### Supplied material
** Begin **

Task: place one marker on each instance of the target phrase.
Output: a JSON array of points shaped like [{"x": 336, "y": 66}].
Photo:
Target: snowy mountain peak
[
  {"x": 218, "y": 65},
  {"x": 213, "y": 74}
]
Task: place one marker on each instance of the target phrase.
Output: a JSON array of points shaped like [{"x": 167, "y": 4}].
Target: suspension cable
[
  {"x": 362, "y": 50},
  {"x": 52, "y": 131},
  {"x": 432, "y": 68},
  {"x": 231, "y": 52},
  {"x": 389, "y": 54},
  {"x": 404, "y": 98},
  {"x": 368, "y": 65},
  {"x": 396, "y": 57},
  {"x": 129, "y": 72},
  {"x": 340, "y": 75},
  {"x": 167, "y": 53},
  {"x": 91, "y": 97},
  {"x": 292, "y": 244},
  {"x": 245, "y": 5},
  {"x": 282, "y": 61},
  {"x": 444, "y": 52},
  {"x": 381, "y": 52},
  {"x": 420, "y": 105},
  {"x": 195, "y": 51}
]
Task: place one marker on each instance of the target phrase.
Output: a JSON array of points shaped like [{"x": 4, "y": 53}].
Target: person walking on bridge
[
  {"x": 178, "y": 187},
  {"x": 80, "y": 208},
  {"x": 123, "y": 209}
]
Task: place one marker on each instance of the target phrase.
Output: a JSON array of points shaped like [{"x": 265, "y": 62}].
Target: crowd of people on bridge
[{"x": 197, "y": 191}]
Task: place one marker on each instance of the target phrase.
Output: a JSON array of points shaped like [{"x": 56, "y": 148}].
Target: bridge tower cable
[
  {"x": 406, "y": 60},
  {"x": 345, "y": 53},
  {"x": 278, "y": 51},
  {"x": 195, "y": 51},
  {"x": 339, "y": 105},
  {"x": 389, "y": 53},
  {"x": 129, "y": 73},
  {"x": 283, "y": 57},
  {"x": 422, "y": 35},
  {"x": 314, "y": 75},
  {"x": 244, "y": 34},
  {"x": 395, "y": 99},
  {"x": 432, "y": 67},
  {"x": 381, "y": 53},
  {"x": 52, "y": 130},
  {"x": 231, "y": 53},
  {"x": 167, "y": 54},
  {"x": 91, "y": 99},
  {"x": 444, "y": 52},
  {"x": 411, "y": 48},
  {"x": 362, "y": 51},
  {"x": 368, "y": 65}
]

** End **

Extract the listing in its entirety, matching it exactly.

### Output of the task
Task: place one marker on each instance of the target phrase.
Output: a JSON array of points shaped like [{"x": 336, "y": 66}].
Photo:
Target: snowy mountain peak
[
  {"x": 218, "y": 65},
  {"x": 213, "y": 74}
]
Task: place one marker on each instance of the target phrase.
Output: a JSON array of points shaped like [{"x": 167, "y": 4}].
Target: suspension cable
[
  {"x": 362, "y": 50},
  {"x": 52, "y": 131},
  {"x": 432, "y": 68},
  {"x": 231, "y": 52},
  {"x": 389, "y": 54},
  {"x": 404, "y": 98},
  {"x": 368, "y": 65},
  {"x": 396, "y": 57},
  {"x": 129, "y": 72},
  {"x": 340, "y": 75},
  {"x": 167, "y": 53},
  {"x": 91, "y": 97},
  {"x": 292, "y": 244},
  {"x": 245, "y": 5},
  {"x": 282, "y": 61},
  {"x": 444, "y": 52},
  {"x": 381, "y": 52},
  {"x": 420, "y": 105},
  {"x": 195, "y": 51}
]
Task: place one marker on each instance of the target phrase.
Output: a JSON array of points shaped like [{"x": 4, "y": 53}].
Target: person walking on bridge
[
  {"x": 178, "y": 187},
  {"x": 80, "y": 208},
  {"x": 123, "y": 209}
]
Task: place one marker on each instance of the target phrase.
Output: a JSON array of points shaped like [{"x": 265, "y": 62}].
Target: crowd of people on bridge
[{"x": 197, "y": 191}]
Task: place one marker on each instance of the target phrase.
Output: a JSON array of points shaped like [{"x": 56, "y": 148}].
Target: bridge tower cable
[
  {"x": 406, "y": 60},
  {"x": 345, "y": 53},
  {"x": 278, "y": 51},
  {"x": 195, "y": 51},
  {"x": 339, "y": 105},
  {"x": 389, "y": 53},
  {"x": 129, "y": 73},
  {"x": 283, "y": 57},
  {"x": 422, "y": 35},
  {"x": 314, "y": 75},
  {"x": 244, "y": 34},
  {"x": 395, "y": 99},
  {"x": 432, "y": 67},
  {"x": 381, "y": 53},
  {"x": 52, "y": 130},
  {"x": 231, "y": 53},
  {"x": 167, "y": 54},
  {"x": 91, "y": 99},
  {"x": 444, "y": 52},
  {"x": 411, "y": 48},
  {"x": 362, "y": 51},
  {"x": 368, "y": 65}
]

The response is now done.